BEREITGESTELLTE DATEN:

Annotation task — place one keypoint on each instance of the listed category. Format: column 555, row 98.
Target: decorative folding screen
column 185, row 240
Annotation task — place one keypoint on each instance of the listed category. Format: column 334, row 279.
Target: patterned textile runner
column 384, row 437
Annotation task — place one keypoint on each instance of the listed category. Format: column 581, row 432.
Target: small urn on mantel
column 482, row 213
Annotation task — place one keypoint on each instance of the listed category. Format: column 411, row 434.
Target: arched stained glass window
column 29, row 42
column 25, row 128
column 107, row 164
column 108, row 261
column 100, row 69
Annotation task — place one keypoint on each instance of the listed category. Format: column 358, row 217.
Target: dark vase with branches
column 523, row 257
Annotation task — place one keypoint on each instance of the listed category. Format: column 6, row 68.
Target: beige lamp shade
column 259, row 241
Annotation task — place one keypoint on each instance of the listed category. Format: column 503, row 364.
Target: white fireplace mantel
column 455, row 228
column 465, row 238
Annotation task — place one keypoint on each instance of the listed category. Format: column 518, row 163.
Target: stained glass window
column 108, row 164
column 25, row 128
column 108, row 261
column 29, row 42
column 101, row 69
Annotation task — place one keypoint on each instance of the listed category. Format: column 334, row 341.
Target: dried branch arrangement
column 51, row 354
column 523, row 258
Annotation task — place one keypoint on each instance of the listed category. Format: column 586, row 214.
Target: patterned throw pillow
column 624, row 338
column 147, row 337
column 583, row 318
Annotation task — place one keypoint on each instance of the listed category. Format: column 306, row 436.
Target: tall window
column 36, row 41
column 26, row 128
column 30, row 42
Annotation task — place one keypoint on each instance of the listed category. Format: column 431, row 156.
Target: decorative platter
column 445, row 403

ANWEISUNG ZUR AUFGABE: Schreibe die Zeilen zwischen der Zeile mit „334, row 341.“ und der Zeile mit „column 583, row 318“ unverändert ab, beide Zeilen eingeschlossen.

ANTWORT ZUR AUFGABE:
Annotation task — place one keypoint on each instance of the listed category. Format: column 334, row 341.
Target: dried branch arrangement
column 51, row 354
column 523, row 258
Annotation task — place one keypoint on each instance of the listed category. Format: column 586, row 214.
Target: patterned throw pillow
column 624, row 338
column 147, row 337
column 583, row 318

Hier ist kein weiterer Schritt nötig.